#### [EXCERPTED DATA]
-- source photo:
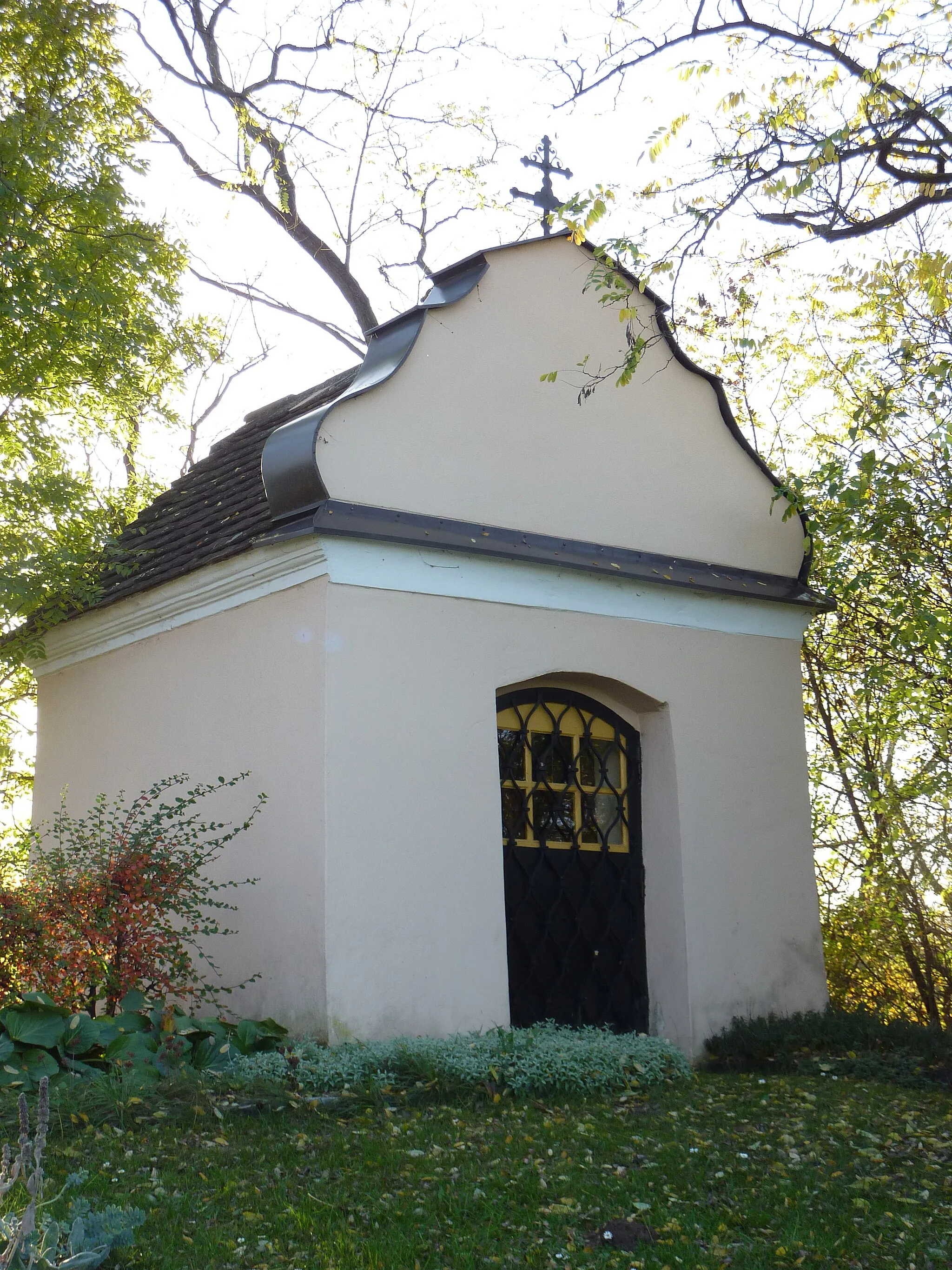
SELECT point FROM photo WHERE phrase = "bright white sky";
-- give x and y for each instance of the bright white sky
(602, 140)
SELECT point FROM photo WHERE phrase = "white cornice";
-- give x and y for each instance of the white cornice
(207, 591)
(395, 567)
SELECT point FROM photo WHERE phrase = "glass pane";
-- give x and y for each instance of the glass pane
(608, 765)
(551, 758)
(512, 756)
(554, 817)
(515, 826)
(608, 817)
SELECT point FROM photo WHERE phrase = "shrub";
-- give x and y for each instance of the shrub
(544, 1060)
(843, 1043)
(120, 899)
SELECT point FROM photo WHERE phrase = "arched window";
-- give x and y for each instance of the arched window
(570, 780)
(565, 775)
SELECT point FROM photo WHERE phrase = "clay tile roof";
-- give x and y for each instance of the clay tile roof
(215, 511)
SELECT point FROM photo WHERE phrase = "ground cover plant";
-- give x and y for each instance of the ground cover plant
(739, 1170)
(542, 1060)
(838, 1042)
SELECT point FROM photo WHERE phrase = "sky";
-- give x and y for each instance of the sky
(503, 73)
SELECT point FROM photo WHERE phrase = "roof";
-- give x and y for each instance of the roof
(220, 507)
(215, 511)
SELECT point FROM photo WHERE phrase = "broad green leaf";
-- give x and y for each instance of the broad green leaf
(35, 1027)
(82, 1034)
(42, 1001)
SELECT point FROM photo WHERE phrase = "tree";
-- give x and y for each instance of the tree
(318, 120)
(850, 393)
(94, 341)
(850, 135)
(120, 899)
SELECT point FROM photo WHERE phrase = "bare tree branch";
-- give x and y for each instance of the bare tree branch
(248, 291)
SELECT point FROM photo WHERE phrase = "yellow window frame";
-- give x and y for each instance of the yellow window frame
(575, 723)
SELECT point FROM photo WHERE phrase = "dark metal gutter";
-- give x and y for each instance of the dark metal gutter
(383, 525)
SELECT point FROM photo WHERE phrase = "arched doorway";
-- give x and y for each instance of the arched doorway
(570, 775)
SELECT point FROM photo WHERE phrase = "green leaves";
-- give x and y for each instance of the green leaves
(33, 1028)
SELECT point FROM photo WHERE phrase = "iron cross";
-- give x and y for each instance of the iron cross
(545, 199)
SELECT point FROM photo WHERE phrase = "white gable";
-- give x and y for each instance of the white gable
(466, 430)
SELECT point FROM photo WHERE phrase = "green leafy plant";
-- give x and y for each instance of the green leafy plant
(32, 1240)
(836, 1042)
(546, 1058)
(41, 1041)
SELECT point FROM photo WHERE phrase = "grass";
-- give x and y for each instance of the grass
(728, 1169)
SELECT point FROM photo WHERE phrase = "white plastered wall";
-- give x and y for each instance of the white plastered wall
(414, 879)
(466, 430)
(369, 717)
(240, 690)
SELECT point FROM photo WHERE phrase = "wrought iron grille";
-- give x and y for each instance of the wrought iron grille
(570, 775)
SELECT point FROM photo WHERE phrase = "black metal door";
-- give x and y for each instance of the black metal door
(570, 774)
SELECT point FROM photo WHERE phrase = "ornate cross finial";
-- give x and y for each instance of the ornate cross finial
(545, 199)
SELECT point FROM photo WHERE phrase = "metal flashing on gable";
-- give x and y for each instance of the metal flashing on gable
(358, 521)
(290, 469)
(290, 472)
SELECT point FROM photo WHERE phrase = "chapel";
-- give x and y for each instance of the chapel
(517, 665)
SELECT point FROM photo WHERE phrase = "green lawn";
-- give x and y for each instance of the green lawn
(728, 1170)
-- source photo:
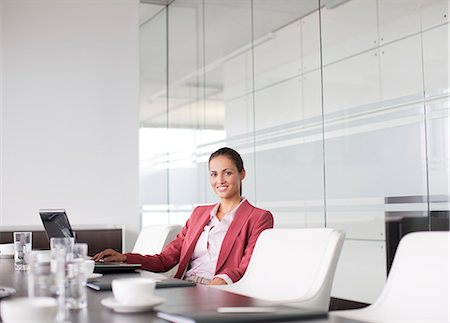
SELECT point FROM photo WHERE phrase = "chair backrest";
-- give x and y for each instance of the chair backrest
(153, 238)
(293, 266)
(417, 287)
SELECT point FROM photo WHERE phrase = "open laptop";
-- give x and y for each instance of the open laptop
(57, 225)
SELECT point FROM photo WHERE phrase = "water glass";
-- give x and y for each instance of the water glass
(41, 282)
(61, 253)
(76, 297)
(22, 250)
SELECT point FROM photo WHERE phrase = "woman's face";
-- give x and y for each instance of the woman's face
(225, 178)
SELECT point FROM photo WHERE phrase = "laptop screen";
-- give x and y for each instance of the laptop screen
(56, 223)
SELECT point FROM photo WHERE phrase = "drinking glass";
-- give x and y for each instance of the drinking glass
(41, 282)
(22, 249)
(76, 297)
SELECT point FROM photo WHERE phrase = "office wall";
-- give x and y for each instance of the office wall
(69, 125)
(341, 114)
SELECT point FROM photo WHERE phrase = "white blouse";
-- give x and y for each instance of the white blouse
(204, 258)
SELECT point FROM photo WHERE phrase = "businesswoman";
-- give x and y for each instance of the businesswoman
(216, 243)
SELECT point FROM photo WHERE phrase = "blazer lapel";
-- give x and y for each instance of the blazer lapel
(239, 220)
(197, 229)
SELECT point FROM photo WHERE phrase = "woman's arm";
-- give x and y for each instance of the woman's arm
(262, 222)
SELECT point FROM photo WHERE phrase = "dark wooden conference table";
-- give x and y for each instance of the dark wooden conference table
(197, 299)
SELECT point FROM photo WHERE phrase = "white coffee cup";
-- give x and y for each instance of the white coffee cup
(89, 266)
(29, 309)
(133, 291)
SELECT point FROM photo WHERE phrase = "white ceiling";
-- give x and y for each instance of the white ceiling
(228, 32)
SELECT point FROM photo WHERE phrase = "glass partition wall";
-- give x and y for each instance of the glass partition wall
(340, 110)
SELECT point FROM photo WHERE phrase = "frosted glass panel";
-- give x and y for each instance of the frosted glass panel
(153, 174)
(375, 158)
(348, 29)
(434, 12)
(401, 69)
(288, 136)
(351, 82)
(278, 58)
(436, 56)
(438, 135)
(398, 19)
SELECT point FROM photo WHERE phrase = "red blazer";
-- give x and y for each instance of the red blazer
(236, 250)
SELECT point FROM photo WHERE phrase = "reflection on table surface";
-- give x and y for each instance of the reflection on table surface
(197, 298)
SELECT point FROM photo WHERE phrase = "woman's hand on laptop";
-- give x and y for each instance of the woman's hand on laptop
(110, 255)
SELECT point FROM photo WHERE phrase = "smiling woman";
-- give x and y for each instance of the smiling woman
(215, 245)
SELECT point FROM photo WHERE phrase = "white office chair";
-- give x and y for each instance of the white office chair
(293, 267)
(417, 287)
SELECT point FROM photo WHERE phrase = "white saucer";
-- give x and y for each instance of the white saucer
(6, 291)
(94, 276)
(111, 302)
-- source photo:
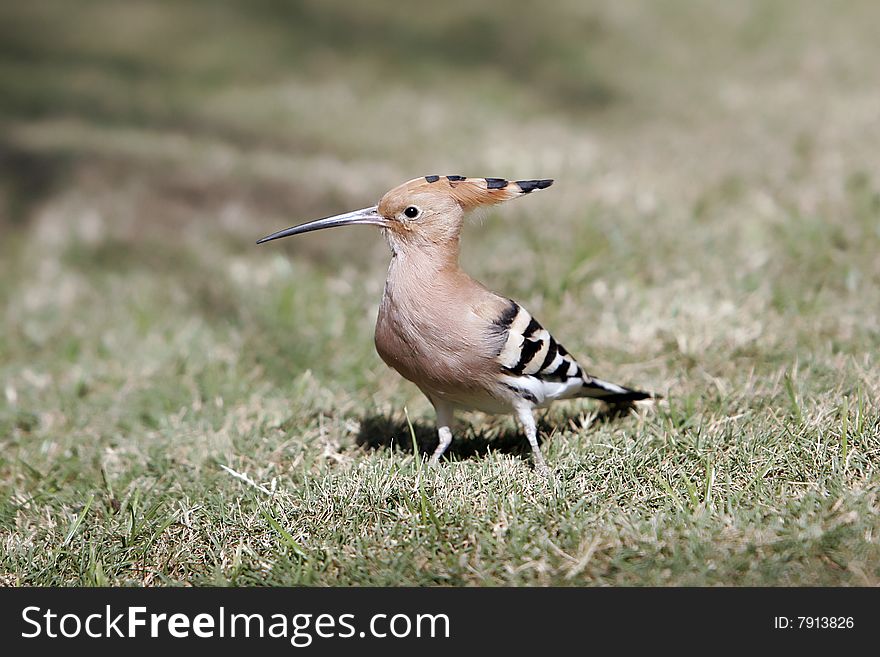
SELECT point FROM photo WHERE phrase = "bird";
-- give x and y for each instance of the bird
(464, 346)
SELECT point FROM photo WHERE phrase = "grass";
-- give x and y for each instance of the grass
(179, 406)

#### [EXERCISE PROMPT]
Pictures in the records above should not be copied. Repeat everything else exactly.

#### [ANSWER]
-- source photo:
SELECT point FROM photo WHERE phrase = "bright white sky";
-- give x and y for each instance of the bright white sky
(602, 140)
SELECT point FROM photo WHERE phrase = "white cornice";
-- give x and y for each instance of the white cornice
(207, 591)
(395, 567)
SELECT point FROM photo WHERE phrase = "glass pane";
-- give x and y for each instance of the glass pane
(608, 765)
(551, 758)
(512, 756)
(554, 817)
(515, 826)
(608, 817)
SELECT point FROM photo WHERE phrase = "shrub";
-- give x and y for each instance of the shrub
(544, 1060)
(843, 1043)
(120, 899)
SELECT point FROM photo WHERE phrase = "arched window";
-- give x and y for each instance of the arched window
(570, 780)
(565, 775)
SELECT point FROM photo WHERE phrase = "clay tile roof";
-- give x and y for each instance of the clay tile roof
(215, 511)
SELECT point FROM photo WHERE phrase = "ground cover plant";
-- give x and y for each instance of the ground cover plant
(739, 1170)
(542, 1060)
(838, 1042)
SELECT point FROM photo WHERE phrase = "sky";
-- give x and y for each instance of the sky
(503, 73)
SELECT point FROM photo WHERE phrase = "roof";
-- give x and y for each instance of the roof
(220, 507)
(215, 511)
SELECT point FROM photo WHERE phrase = "broad green leaf";
-- give x and y for each instance of the broad green leaf
(35, 1027)
(82, 1034)
(42, 1001)
SELECT point FROM photo WHERE phrase = "tree";
-- give x and y for each instance of the tree
(318, 120)
(850, 393)
(94, 341)
(850, 135)
(120, 899)
SELECT point FROM photo WHERE phrase = "bare tree branch";
-- give x and y for each instance of the bare tree branch
(248, 291)
SELECT point FROM photo WHERE phrase = "yellow window frame";
-- give x and y for each instance of the yellow window frame
(575, 723)
SELECT point FROM photo WHERE phrase = "dark metal gutter";
-- give x and y for each instance of the dark metal gutter
(383, 525)
SELECT point FROM photo WHERE phrase = "arched doorway";
-- give x and y for each instance of the arched doorway
(570, 775)
SELECT point FROM photo WHERE phrase = "green leaves";
-- give x and y for each instance of the green leaves
(33, 1028)
SELECT point FROM photo WHERE phrase = "iron cross";
-- give x and y for each instance of the iron cross
(545, 199)
SELECT point FROM photo WHERE phrase = "white gable";
-- give x and y for each instance of the white gable
(466, 430)
SELECT point FROM photo WHERE phrase = "green leafy plant";
-- give x and y for each instance of the green leafy plant
(32, 1240)
(836, 1042)
(546, 1058)
(41, 1041)
SELECT point FROM photo WHERE phrase = "grass";
-- give x and y for each instance of the grass
(728, 1169)
SELECT point FROM photo WHERE phrase = "white plastered wall";
-- give x and y for each instance of the white plastered wall
(414, 879)
(466, 430)
(369, 717)
(240, 690)
SELECT point FROM photo WHERE phrase = "wrought iron grille";
-- give x and y for each instance of the wrought iron grille
(570, 775)
SELECT point FROM photo WHERE phrase = "black metal door";
-- give x and y for each instance of the black metal door
(570, 774)
SELECT point FROM photo WHERE phrase = "ornate cross finial";
-- give x and y for each instance of the ornate cross finial
(545, 199)
SELECT point FROM photo WHERE phrase = "metal flashing on gable";
-- give x and y for each instance of the metal flashing on gable
(358, 521)
(290, 469)
(290, 472)
SELECT point FROM photo WHERE phrase = "chapel";
-- give x and y for each instance of the chapel
(517, 665)
SELECT point FROM photo WHERE phrase = "green lawn";
-- give x and y for each instance of the green lawn
(728, 1170)
-- source photo:
SELECT point FROM photo WHERE phrase = "chair backrest";
-- give x and y for each instance of the chair backrest
(153, 238)
(293, 266)
(417, 287)
SELECT point FROM photo WHERE phrase = "open laptop";
-- give x and y for each instance of the open laptop
(57, 225)
SELECT point FROM photo WHERE phrase = "water glass";
-- give x and y for each instance of the water glass
(41, 282)
(61, 253)
(76, 297)
(22, 250)
SELECT point FROM photo WHERE phrase = "woman's face";
-- give x and y for each instance of the woman's face
(225, 178)
SELECT point FROM photo WHERE phrase = "laptop screen";
-- give x and y for each instance of the laptop screen
(56, 223)
SELECT point FROM photo WHERE phrase = "drinking glass";
-- give x and y for each instance of the drinking glass
(41, 282)
(22, 249)
(76, 297)
SELECT point FROM photo WHERE phrase = "office wall";
-- give x and y for each instance of the office wall
(69, 125)
(341, 114)
SELECT point FROM photo WHERE phrase = "white blouse";
-- give x and y for each instance of the white blouse
(204, 258)
SELECT point FROM photo WHERE phrase = "businesswoman";
-- give x and y for each instance of the businesswoman
(216, 243)
SELECT point FROM photo WHERE phrase = "blazer lapel";
-- give x and y for each instance of the blazer lapel
(239, 220)
(197, 229)
SELECT point FROM photo WHERE phrase = "woman's arm";
-- give x and y for each instance of the woman's arm
(262, 222)
SELECT point FROM photo WHERE phrase = "dark wooden conference table";
-- give x and y for each instance of the dark wooden conference table
(197, 299)
SELECT point FROM photo WHERE phrase = "white coffee cup";
-- give x and y for each instance of the white coffee cup
(89, 266)
(29, 309)
(133, 291)
SELECT point FROM photo WHERE phrase = "white ceiling";
-- give x and y for each instance of the white ceiling
(228, 32)
SELECT point FROM photo WHERE phrase = "glass partition wall";
-- give x and y for each instance of the glass partition wall
(340, 110)
SELECT point FROM photo WHERE phrase = "frosted glass panel";
-- give x and y for each instance of the frosted glass panel
(153, 174)
(375, 158)
(348, 29)
(434, 12)
(401, 69)
(288, 136)
(351, 82)
(278, 58)
(436, 56)
(438, 135)
(398, 19)
SELECT point FROM photo WHERE phrase = "red blazer";
-- give x and y for each instance of the red blazer
(236, 250)
SELECT point FROM photo WHERE phrase = "reflection on table surface";
-- give x and y for each instance of the reflection on table surface
(197, 298)
SELECT point FROM photo WHERE phrase = "woman's hand on laptop";
-- give x and y for each instance of the woman's hand on laptop
(110, 255)
SELECT point FROM photo WHERE phrase = "smiling woman";
-- give x and y for each instance of the smiling woman
(215, 245)
SELECT point FROM photo WHERE phrase = "white office chair";
-- give x and y for each instance of the white office chair
(293, 267)
(417, 287)
SELECT point FROM photo WHERE phrase = "white saucer";
-- give x and y for each instance of the white saucer
(6, 291)
(94, 276)
(111, 302)
-- source photo:
SELECT point FROM photo WHERE phrase = "bird";
-- give x and y for each instance of the bird
(464, 346)
SELECT point FROM photo WHERE phrase = "grass";
-- give x and y for each instance of the grass
(179, 406)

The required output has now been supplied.